▶ [Task directions]: Transcribe the data that follows. Match it character for character.

▶ [Source records]:
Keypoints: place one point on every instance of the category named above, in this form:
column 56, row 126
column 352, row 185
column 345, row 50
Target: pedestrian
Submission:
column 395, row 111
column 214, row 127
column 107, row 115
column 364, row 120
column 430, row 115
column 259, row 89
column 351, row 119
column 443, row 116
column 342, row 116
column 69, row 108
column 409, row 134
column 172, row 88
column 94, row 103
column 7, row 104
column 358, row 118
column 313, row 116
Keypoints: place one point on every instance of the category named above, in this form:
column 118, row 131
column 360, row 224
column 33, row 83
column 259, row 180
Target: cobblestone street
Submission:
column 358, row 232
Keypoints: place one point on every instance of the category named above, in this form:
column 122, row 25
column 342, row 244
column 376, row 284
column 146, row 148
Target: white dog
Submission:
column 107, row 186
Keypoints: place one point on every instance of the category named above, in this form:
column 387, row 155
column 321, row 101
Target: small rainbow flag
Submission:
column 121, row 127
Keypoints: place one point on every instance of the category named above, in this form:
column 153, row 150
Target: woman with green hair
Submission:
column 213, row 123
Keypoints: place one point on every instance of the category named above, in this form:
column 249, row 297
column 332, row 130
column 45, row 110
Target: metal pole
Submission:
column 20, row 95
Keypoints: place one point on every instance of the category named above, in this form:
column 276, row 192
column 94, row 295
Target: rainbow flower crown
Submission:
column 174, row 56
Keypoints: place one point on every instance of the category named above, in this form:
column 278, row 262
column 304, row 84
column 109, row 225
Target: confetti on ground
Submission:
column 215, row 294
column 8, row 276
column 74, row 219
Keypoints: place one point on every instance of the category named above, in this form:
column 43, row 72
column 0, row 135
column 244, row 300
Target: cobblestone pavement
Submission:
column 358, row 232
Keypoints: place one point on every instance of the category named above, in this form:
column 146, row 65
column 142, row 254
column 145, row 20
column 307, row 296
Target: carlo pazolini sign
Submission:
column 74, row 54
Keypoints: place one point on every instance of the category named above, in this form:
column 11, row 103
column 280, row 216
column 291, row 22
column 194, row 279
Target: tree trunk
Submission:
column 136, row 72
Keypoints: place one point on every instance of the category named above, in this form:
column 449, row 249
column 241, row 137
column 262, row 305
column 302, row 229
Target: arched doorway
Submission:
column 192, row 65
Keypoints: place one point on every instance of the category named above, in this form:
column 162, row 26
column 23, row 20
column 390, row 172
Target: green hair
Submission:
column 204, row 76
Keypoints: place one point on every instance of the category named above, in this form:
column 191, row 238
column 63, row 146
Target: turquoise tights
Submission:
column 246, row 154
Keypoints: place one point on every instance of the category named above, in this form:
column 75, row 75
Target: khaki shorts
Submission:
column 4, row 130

▶ [Finished task]:
Keypoints: place one point on every instance of the category named above, in this form:
column 56, row 126
column 352, row 185
column 345, row 50
Target: pedestrian
Submission:
column 395, row 111
column 214, row 127
column 107, row 115
column 364, row 120
column 430, row 115
column 259, row 89
column 351, row 119
column 443, row 116
column 342, row 116
column 69, row 108
column 409, row 134
column 172, row 88
column 94, row 103
column 7, row 104
column 358, row 118
column 313, row 116
Keypoints: place one point on every instance of the category named above, in this form:
column 118, row 131
column 360, row 224
column 33, row 83
column 259, row 180
Target: cobblestone street
Submission:
column 358, row 232
Keypoints: place one point on every instance of the category named above, in this form:
column 122, row 25
column 342, row 244
column 376, row 284
column 146, row 148
Target: white dog
Submission:
column 107, row 186
Keypoints: place one point on every instance of the category named above, in this form:
column 387, row 155
column 321, row 101
Target: small rainbow flag
Submission:
column 121, row 127
Keypoints: place one point on every instance of the category named above, in this form:
column 153, row 150
Target: woman with green hair
Submission:
column 213, row 123
Keypoints: place one point on every instance of the category named above, in this form:
column 249, row 297
column 332, row 130
column 45, row 110
Target: metal pole
Submission:
column 20, row 95
Keypoints: place one point on every instance of the category named above, in this form:
column 276, row 192
column 94, row 295
Target: rainbow flower crown
Submission:
column 174, row 56
Keypoints: place one point on every instance of the category named above, in this form:
column 278, row 262
column 304, row 84
column 109, row 225
Target: confetti on ground
Submission:
column 215, row 294
column 8, row 276
column 74, row 219
Keypoints: place one point on every instance of the category named above, in this form:
column 43, row 72
column 0, row 135
column 244, row 300
Target: cobblestone pavement
Submission:
column 358, row 232
Keypoints: place one point on every instance of the category named above, in this form:
column 146, row 65
column 142, row 254
column 145, row 20
column 307, row 296
Target: carlo pazolini sign
Submission:
column 74, row 54
Keypoints: place one point on every instance of the category named above, in this form:
column 11, row 103
column 280, row 216
column 291, row 22
column 194, row 279
Target: tree trunk
Submission:
column 136, row 72
Keypoints: place one point on every instance of the category named above, in this form:
column 449, row 249
column 241, row 137
column 262, row 305
column 302, row 229
Target: arched doorway
Submission:
column 192, row 65
Keypoints: place one point on every instance of the category named above, in this form:
column 162, row 26
column 23, row 20
column 390, row 172
Target: green hair
Submission:
column 204, row 76
Keypoints: place one point on every instance of the category named above, in this form:
column 191, row 238
column 63, row 146
Target: turquoise tights
Submission:
column 246, row 154
Keypoints: place one point on every instance of the category named above, in this form:
column 75, row 75
Target: khaki shorts
Submission:
column 4, row 130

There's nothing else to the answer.